An externality is a cost or benefit from a transaction that falls on a third party. Because rational agents respond only to private costs and benefits, markets with externalities miss the socially optimal quantity. Negative production externalities (such as pollution) mean MSC is above MPC, so the market overproduces. Positive consumption externalities (such as vaccination) mean MSB is above MPB, so the market underproduces. Governments can internalize externalities through corrective (Pigouvian) taxes, subsidies, environmental regulation, public provision, or assignment of property rights. The Coase theorem holds that private bargaining can solve externality problems when property rights are well-defined and transaction costs are low.
- Negative externality: A cost imposed on third parties; MSC > MPC, leading to overproduction relative to the social optimum.
- Positive consumption externality: A benefit received by third parties; MSB > MPB, leading to underproduction relative to the social optimum.

(TASK LIST):
**1)** According to the passage on externalities, under what two conditions can private bargaining solve externality problems?
**2)** Write the next part of the passage on externalities, starting after its last line.
The data after this note is not needed for anything here.

(EXTRACTED DATA):
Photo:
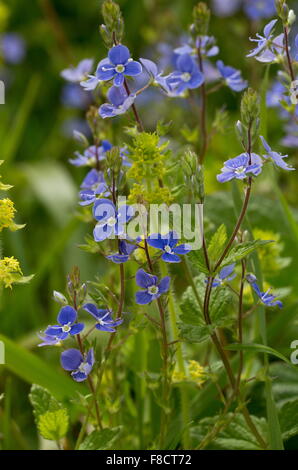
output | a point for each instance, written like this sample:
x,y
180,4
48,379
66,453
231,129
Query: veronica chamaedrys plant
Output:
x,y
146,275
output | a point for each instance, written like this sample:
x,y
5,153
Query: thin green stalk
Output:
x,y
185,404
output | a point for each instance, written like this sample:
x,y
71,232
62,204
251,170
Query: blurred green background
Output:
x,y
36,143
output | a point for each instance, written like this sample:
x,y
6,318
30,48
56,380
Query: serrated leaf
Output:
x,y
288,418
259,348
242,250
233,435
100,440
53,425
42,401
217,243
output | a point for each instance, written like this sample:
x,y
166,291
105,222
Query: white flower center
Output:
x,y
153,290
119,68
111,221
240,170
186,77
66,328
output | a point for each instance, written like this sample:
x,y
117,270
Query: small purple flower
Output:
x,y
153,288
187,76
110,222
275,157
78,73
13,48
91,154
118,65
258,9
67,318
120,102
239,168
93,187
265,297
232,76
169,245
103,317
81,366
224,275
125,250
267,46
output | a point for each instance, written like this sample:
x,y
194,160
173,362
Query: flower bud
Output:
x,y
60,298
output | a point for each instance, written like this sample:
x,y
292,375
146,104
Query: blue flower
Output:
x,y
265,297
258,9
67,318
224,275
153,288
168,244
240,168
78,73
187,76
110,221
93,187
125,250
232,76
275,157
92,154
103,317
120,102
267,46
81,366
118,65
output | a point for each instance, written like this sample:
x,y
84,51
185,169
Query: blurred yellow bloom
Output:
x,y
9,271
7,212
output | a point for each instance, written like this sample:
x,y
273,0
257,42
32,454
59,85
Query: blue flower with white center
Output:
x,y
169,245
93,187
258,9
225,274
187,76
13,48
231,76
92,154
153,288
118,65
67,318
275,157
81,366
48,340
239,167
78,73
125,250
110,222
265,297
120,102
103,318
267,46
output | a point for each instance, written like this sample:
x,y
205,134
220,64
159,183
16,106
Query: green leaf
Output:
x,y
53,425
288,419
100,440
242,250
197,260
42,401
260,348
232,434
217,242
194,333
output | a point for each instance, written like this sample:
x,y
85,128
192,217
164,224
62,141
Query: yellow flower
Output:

(WRITTEN ANSWERS):
**1)** When property rights are well-defined and transaction costs are low.

**2)**
- Pigouvian (corrective) tax: A per-unit tax equal to the marginal external cost, shifting MPC up to MSC and reducing output to the socially optimal quantity.
- Pigouvian subsidy: A per-unit payment equal to the marginal external benefit, shifting MPB up to MSB and increasing output to the socially optimal quantity.
- Property rights: Legal ownership rights over resources; well-defined property rights allow private bargaining to internalize externalities without government intervention.
Draw a negative production externality graph. Label MPC, MSC, market equilibrium, socially optimal quantity, and the deadweight loss area. Then show how a corrective tax shifts the market to the social optimum.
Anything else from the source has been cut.